* [TASK]:
Please arrange the items below as a two-column CSV with the header instruction,response, one row per item. Put each item's text and its answer in their own quoted field, and replace any line breaks with spaces.

----- DATA ROWS -----

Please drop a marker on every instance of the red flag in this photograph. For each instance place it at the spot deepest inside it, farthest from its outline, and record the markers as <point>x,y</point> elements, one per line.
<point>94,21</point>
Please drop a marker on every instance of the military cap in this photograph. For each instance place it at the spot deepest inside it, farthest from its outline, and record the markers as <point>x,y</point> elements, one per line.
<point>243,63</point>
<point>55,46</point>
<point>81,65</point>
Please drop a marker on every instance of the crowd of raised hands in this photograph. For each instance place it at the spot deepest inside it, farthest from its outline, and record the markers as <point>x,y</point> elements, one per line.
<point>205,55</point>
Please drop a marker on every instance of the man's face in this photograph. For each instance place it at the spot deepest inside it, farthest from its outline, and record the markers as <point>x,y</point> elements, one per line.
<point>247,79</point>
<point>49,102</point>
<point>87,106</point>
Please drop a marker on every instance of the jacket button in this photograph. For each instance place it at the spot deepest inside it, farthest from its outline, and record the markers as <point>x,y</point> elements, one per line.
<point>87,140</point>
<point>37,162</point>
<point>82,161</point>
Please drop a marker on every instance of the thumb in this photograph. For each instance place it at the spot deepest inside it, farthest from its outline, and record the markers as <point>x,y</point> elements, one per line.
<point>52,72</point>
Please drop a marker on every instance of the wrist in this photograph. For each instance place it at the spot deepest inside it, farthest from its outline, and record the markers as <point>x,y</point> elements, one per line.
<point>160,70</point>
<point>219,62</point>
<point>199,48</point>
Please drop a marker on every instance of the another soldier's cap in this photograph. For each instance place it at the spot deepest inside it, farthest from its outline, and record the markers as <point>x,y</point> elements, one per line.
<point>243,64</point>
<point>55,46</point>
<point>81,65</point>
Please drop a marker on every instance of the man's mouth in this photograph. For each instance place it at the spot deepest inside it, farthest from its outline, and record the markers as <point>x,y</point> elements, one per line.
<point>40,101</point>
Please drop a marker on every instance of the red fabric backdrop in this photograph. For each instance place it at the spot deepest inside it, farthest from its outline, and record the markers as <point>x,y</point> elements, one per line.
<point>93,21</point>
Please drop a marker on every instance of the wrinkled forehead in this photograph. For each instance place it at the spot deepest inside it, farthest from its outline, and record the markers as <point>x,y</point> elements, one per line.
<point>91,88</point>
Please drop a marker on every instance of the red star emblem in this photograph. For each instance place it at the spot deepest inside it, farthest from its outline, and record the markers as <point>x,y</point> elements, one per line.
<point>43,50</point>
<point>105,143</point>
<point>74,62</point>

-----

* [EXERCISE SOLUTION]:
instruction,response
"Please drop a marker on every instance of the red flag in this photograph. For each instance place it at the spot deepest inside it, farthest from its outline, and record the markers as <point>x,y</point> elements, one per line.","<point>94,21</point>"
"Please drop a marker on every instance of the military cap in this photograph. For each instance place it at the spot deepest inside it, farthest from its outline, and record the markers as <point>x,y</point> elements, one per line.","<point>243,63</point> <point>55,46</point> <point>81,65</point>"
"Please drop a marker on every instance of the crowd of raised hands in this photograph. For each instance place it at the spot deepest inside it, farthest from its outline, and record the markers as <point>x,y</point> elements, one per line.","<point>205,55</point>"
"Please drop a marker on every instance of the man's face in this photograph. For each instance place it at the spot deepest inside it, farthest from its outline, and record the markers as <point>x,y</point> elements, one per line.","<point>247,79</point> <point>49,102</point> <point>87,106</point>"
"Please drop a marker on every instance of the jacket button in this photograph. For each instance place it at the spot deepest inside it, farthest from its outline, and record the markers as <point>x,y</point> elements, one per line.","<point>87,140</point> <point>37,162</point> <point>82,161</point>"
"Please drop a marker on every instance of the thumb in this photograph. For each instance place it at the spot deepest inside it, farthest from its outline, and record the markers as <point>x,y</point> elements, one per line.","<point>52,72</point>"
"Please drop a marker on every instance of the wrist in this photograph. For each instance place it at the spot deepest inside it, farthest from its outline, and record the markers as <point>x,y</point> elements, one per line.","<point>160,70</point> <point>219,62</point> <point>199,48</point>"
"Please drop a marker on every instance of the another soldier's cap in this photograph. For each instance place it at the spot deepest inside it, farthest from its outline, and record the markers as <point>x,y</point> elements, one per line.","<point>243,64</point> <point>55,46</point> <point>81,65</point>"
"Please drop a marker on every instance of the man's mouth in this photograph. For each instance place it at the spot deepest inside it, farthest from its outline, and record the markers as <point>x,y</point> elements, one per line.","<point>40,101</point>"
"Please drop a marker on every instance of the red fabric backdrop in this photograph. For each instance place it at the spot deepest inside it, farthest from its outline, and record the markers as <point>x,y</point> elements, one per line.","<point>93,21</point>"
"Please drop a marker on every instance of the wrinkled forehead in this photograph. For each instance place it at the spot deepest inside it, farthest from its outline, and record the markers as <point>x,y</point> elements, one per line.","<point>91,88</point>"
"Please drop a marker on every instance of the red star emblem in this photograph. For each instance place it at the spot deepest inside it, farthest from its outline, and record the markers as <point>x,y</point> elements, one per line.","<point>43,50</point> <point>105,143</point> <point>74,62</point>"